• [Supplied records]:

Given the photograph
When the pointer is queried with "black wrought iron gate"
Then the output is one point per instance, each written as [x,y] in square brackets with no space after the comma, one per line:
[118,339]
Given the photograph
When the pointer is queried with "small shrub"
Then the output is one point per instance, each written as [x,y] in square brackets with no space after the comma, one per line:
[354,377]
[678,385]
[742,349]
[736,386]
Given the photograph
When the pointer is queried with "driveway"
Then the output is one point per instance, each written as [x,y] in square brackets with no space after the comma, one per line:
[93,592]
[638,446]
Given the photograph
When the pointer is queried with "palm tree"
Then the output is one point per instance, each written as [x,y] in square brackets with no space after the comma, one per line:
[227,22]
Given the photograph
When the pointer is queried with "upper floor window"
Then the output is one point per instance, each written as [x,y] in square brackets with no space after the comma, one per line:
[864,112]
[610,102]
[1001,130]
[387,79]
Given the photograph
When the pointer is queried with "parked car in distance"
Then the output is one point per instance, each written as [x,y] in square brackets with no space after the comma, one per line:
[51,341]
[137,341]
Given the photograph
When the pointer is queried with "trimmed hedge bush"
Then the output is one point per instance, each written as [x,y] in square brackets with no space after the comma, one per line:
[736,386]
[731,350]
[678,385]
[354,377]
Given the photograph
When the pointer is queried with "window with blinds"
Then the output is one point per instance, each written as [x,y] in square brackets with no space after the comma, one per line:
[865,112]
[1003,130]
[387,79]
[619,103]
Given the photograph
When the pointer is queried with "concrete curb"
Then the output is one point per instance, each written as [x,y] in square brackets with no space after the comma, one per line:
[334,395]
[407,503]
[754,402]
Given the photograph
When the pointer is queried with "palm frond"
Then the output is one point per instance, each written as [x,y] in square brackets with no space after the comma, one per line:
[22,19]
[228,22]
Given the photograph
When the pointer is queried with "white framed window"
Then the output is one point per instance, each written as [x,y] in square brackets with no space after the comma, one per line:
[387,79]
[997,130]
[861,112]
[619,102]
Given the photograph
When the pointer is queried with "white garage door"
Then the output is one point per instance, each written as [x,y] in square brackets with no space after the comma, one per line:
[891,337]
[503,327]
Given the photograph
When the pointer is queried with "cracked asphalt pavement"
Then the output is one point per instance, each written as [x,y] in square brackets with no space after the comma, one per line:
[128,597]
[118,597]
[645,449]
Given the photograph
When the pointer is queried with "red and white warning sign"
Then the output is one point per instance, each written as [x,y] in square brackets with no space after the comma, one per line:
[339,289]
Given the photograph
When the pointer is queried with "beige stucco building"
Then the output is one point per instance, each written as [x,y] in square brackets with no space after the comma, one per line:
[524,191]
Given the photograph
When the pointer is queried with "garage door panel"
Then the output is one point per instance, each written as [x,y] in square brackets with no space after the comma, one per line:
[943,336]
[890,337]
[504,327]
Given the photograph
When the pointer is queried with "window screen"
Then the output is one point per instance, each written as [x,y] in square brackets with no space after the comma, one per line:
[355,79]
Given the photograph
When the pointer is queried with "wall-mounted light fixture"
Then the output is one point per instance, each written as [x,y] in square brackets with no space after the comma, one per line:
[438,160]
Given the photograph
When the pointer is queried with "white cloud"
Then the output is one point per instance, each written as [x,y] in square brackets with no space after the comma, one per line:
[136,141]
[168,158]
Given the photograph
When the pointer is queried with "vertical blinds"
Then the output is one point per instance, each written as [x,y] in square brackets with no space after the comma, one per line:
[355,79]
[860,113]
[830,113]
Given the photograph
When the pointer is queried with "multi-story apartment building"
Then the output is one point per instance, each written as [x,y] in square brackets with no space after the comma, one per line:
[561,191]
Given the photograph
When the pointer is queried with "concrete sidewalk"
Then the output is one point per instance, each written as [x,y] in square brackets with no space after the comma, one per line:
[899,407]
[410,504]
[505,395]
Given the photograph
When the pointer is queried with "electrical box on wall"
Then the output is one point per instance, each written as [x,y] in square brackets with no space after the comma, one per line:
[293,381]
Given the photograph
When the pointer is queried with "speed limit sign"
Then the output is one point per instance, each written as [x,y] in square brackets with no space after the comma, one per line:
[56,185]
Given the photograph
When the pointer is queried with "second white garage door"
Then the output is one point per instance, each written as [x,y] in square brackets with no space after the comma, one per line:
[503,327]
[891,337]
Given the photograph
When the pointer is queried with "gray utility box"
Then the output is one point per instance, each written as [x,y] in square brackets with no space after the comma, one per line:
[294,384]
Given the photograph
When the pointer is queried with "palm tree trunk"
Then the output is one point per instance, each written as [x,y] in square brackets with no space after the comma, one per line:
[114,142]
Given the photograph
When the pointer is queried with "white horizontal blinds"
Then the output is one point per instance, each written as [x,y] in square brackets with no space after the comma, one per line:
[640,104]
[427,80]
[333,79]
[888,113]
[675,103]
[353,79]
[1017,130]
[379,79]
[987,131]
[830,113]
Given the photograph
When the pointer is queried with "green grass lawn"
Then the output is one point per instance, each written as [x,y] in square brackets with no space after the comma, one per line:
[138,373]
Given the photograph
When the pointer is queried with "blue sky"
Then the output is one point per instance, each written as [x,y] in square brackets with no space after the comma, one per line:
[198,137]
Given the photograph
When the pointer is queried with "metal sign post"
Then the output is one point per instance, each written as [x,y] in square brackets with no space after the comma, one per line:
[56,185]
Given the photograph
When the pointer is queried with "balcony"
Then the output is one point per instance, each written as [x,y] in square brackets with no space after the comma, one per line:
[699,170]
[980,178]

• [Problem requirements]:
Copy every line above that includes the string "concrete".

• [Answer box]:
When the pointer is queried with "concrete curb"
When the pointer is queried with "concrete sidewalk"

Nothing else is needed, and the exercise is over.